[Location labeling records]
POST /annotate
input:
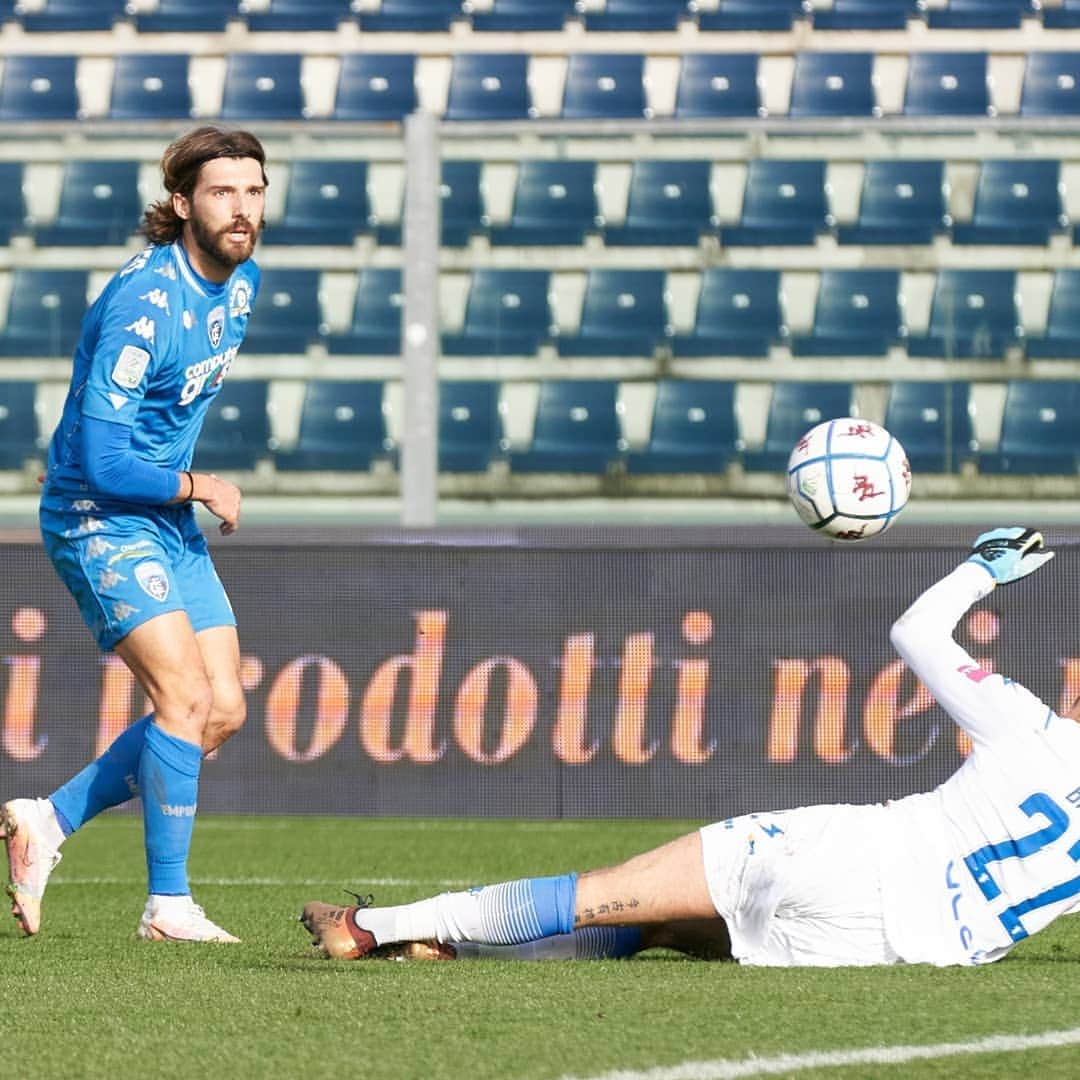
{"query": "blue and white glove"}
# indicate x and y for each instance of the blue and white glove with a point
(1010, 554)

▶ **The request**
Render the records above as a Markdown table with the columns "Row" and "Text," one line per row, skipping blank lines and leaving out the pictures.

▶ **Exercise output**
| Row | Text |
|---|---|
| 1 | POST /annotate |
| 2 | input: |
| 3 | {"query": "blue and white glove"} |
| 4 | # indicate x and y for each instance of the blue and white glove with a point |
| 5 | (1010, 554) |